OBJECTIVE
Count the lines in the material below that contain the string "cloud", treating uppercase and lowercase letters as different. Give only the number.

— start DATA RECORDS —

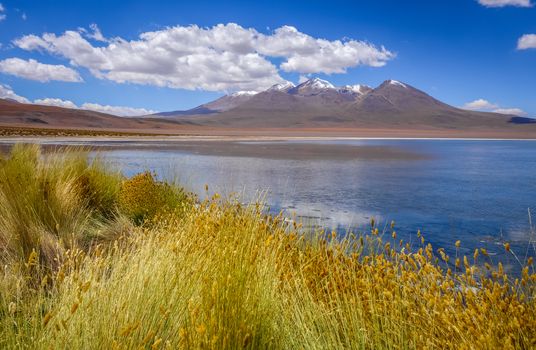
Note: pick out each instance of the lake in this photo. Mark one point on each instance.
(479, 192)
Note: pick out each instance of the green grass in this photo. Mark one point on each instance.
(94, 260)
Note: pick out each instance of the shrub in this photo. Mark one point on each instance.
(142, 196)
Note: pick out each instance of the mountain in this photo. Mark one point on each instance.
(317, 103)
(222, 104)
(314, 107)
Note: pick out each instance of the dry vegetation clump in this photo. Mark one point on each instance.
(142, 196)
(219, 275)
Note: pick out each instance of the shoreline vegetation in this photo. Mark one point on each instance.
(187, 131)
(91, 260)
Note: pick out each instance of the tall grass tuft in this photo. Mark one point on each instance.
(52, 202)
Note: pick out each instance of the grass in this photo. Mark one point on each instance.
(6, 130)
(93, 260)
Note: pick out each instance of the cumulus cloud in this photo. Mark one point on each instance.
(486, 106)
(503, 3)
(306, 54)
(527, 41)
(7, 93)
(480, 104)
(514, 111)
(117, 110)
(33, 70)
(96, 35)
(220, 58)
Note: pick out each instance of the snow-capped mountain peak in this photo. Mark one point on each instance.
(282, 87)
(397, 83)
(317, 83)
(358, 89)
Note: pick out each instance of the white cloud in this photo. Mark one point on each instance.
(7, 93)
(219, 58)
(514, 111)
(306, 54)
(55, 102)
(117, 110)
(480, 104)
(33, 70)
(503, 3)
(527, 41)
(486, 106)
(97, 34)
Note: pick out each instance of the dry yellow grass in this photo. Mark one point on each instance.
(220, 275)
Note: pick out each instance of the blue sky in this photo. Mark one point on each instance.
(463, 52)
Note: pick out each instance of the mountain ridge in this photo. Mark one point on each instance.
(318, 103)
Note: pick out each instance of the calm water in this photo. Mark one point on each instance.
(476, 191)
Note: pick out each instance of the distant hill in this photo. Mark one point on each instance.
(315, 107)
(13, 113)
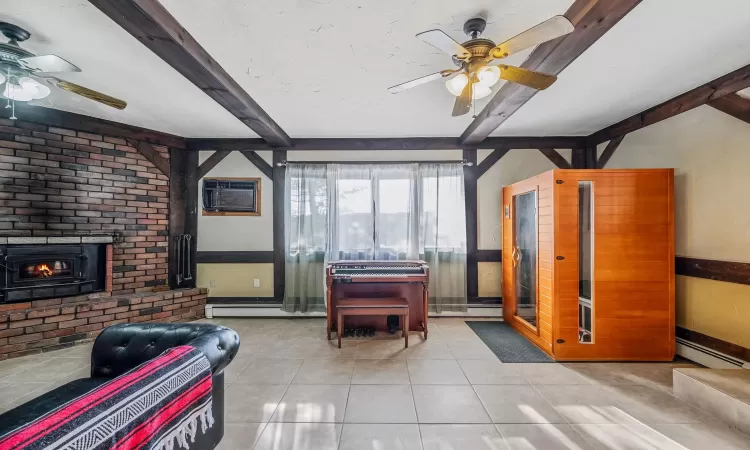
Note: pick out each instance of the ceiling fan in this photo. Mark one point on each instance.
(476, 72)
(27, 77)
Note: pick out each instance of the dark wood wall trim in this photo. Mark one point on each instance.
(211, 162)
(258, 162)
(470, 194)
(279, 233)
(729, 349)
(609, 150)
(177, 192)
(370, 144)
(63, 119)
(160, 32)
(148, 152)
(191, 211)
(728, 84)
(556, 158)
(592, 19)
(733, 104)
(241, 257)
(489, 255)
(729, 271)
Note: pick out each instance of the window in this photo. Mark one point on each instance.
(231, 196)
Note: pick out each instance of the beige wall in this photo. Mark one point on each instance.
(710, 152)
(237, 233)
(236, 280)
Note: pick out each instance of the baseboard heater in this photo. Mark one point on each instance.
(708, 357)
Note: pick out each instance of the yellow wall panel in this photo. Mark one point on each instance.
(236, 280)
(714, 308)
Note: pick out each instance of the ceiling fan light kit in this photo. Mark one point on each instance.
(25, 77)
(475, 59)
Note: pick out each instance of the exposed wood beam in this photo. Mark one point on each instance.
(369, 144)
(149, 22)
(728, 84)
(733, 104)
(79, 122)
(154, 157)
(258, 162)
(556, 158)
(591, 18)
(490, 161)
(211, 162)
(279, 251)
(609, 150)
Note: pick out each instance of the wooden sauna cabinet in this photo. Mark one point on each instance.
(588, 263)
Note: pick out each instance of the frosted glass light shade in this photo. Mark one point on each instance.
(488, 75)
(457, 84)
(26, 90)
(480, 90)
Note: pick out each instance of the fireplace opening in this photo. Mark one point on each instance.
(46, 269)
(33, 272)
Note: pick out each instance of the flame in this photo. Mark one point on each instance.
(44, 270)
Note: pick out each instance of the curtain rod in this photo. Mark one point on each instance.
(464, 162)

— end DATA RECORDS —
— start DATA RECORDS —

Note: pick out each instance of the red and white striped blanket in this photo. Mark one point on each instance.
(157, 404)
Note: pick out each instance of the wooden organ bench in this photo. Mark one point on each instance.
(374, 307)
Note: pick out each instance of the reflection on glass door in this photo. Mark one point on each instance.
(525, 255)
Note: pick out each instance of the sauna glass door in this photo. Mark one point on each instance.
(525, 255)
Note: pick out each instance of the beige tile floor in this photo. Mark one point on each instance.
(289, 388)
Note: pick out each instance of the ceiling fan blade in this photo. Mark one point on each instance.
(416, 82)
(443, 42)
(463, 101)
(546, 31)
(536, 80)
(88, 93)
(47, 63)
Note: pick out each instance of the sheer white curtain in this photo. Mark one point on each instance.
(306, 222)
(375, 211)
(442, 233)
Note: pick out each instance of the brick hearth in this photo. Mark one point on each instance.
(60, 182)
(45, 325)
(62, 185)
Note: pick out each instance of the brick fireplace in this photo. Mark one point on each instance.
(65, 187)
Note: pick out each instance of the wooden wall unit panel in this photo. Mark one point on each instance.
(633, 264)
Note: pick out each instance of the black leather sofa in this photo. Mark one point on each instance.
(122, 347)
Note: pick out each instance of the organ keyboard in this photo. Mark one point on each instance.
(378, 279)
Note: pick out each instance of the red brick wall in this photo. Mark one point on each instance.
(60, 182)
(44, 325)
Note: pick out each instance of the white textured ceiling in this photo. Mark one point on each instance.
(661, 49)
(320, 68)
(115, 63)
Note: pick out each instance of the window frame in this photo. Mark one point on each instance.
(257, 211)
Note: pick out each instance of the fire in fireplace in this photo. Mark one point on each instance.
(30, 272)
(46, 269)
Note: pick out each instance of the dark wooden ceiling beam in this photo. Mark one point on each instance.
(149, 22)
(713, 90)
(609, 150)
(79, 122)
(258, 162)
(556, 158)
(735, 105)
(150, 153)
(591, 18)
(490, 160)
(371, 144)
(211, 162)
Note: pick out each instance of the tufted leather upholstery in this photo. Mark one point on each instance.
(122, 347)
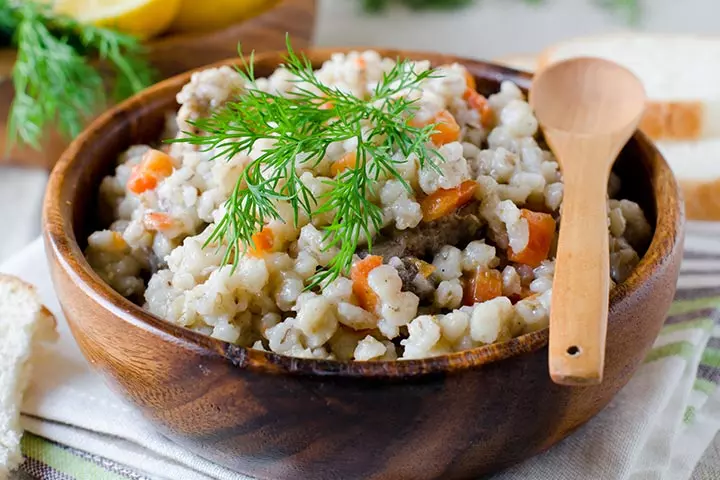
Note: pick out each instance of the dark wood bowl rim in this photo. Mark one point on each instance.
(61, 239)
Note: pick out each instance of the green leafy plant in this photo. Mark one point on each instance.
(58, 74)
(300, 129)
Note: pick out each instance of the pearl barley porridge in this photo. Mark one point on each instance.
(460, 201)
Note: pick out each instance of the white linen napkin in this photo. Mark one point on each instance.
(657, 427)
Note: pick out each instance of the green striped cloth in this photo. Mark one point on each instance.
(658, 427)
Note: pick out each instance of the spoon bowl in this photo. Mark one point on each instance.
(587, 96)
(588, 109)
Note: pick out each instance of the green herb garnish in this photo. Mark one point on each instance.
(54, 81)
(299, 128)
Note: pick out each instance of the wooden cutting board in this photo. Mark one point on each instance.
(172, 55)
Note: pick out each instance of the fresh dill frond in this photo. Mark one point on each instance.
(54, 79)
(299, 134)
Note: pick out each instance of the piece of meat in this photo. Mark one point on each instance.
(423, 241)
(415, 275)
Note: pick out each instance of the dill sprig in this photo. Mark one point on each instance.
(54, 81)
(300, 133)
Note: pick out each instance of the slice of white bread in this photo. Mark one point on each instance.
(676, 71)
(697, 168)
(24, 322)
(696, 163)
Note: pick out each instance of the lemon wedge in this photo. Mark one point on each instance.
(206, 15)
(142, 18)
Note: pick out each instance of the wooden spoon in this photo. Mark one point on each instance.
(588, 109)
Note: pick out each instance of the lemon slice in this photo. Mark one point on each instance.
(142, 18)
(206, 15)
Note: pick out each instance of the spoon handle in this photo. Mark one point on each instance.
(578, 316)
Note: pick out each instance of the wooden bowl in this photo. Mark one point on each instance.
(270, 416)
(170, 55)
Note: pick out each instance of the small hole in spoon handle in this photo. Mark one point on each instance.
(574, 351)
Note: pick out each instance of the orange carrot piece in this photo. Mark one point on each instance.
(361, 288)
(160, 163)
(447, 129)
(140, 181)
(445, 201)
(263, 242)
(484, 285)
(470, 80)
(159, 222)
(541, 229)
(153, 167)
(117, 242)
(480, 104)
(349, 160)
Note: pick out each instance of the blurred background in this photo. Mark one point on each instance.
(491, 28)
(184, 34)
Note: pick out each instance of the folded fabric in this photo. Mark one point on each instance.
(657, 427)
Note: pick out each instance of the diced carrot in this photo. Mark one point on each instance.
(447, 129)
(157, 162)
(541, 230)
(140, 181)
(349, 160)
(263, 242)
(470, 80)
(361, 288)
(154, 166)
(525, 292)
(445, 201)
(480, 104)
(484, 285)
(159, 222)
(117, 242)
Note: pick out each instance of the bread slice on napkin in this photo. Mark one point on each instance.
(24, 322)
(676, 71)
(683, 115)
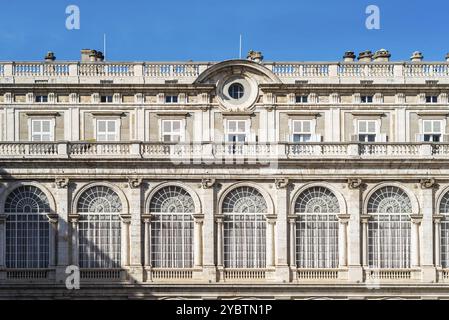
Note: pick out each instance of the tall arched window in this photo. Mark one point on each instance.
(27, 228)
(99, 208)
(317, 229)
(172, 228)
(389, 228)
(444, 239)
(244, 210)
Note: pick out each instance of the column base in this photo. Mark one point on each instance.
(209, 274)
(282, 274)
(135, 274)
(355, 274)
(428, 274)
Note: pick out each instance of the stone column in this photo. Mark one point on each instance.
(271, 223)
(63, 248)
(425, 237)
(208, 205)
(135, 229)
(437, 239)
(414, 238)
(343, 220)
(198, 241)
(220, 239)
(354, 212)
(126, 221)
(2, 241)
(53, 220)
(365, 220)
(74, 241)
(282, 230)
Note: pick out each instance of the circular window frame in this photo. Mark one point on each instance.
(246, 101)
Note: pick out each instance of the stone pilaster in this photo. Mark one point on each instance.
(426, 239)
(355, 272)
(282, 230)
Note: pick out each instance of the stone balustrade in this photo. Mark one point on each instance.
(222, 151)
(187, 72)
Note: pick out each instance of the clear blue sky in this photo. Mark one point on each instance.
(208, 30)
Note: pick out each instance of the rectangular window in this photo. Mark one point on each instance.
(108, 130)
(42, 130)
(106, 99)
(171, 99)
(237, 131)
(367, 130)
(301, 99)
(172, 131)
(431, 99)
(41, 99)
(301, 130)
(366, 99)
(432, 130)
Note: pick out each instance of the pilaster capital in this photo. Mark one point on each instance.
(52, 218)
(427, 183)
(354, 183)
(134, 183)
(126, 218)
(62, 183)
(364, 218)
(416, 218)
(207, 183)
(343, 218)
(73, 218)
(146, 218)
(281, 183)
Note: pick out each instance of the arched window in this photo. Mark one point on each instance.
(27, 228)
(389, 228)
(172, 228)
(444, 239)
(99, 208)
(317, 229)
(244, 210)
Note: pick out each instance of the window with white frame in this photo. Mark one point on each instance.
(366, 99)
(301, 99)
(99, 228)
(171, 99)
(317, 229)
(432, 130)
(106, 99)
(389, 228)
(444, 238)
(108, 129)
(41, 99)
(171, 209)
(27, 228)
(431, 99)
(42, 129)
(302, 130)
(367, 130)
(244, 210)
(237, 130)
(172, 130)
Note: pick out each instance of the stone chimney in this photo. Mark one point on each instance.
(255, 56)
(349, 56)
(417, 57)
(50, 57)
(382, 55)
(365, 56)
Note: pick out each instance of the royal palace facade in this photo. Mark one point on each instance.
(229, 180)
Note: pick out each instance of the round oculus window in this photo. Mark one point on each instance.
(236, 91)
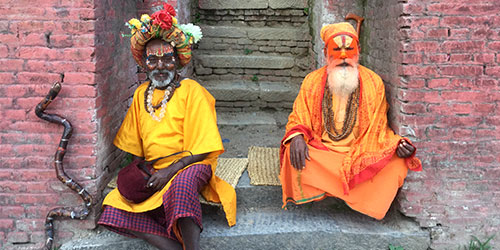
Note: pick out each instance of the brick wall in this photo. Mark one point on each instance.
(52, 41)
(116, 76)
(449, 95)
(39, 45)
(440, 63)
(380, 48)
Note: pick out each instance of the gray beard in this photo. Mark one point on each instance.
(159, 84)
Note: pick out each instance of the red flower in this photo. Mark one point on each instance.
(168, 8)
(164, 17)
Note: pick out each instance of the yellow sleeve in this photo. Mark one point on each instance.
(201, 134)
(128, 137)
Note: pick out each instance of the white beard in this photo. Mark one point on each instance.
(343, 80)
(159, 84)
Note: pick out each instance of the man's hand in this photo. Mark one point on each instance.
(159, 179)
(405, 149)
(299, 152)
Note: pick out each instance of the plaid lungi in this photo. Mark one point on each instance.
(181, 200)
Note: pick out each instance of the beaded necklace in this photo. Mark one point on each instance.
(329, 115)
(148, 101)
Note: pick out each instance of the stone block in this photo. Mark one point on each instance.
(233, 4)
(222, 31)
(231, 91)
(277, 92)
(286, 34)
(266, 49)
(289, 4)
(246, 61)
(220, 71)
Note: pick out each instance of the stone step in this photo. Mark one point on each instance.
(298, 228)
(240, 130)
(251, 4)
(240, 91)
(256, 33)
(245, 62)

— end DATA RECORDS —
— start DATA RECORDS —

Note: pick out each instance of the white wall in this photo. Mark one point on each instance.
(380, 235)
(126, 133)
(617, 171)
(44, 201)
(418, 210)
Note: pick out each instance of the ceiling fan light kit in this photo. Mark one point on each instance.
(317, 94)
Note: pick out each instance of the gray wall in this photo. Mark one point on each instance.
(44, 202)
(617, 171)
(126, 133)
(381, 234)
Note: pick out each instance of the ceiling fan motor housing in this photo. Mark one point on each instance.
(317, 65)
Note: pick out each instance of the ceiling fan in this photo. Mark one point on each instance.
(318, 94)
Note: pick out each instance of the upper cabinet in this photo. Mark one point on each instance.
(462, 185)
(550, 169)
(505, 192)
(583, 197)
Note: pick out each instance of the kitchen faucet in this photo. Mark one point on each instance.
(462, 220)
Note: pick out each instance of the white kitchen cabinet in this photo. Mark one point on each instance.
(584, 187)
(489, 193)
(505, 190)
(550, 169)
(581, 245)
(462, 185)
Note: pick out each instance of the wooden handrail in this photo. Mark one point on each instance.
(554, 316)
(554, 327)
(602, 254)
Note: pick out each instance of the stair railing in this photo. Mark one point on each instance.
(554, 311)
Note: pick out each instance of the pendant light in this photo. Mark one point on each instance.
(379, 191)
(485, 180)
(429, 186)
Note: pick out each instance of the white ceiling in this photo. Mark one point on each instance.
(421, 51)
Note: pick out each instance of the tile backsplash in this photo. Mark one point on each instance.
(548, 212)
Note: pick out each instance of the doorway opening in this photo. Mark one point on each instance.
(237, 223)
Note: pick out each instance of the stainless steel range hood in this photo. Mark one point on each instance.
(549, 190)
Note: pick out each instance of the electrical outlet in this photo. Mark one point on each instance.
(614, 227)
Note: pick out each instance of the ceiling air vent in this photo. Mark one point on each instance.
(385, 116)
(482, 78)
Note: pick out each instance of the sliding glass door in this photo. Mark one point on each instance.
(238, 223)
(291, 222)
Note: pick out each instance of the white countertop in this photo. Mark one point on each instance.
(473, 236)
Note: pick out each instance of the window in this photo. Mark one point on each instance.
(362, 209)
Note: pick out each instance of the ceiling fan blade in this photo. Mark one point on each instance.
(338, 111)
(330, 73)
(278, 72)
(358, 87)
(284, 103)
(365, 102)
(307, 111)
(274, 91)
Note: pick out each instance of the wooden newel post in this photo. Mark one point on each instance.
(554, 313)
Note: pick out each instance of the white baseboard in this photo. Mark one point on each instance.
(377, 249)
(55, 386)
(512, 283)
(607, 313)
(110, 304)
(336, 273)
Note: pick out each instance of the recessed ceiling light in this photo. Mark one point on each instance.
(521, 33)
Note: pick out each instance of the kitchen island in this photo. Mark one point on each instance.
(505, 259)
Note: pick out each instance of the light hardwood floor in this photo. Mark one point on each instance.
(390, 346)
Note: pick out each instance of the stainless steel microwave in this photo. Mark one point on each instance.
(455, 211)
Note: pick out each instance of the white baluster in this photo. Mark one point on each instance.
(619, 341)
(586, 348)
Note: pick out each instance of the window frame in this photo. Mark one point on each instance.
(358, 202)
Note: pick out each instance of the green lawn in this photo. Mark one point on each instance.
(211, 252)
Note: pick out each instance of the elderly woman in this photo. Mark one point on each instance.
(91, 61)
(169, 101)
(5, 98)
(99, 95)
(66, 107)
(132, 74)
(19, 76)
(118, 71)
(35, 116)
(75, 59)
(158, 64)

— end DATA RECORDS —

SOLUTION FOR THIS PROBLEM
2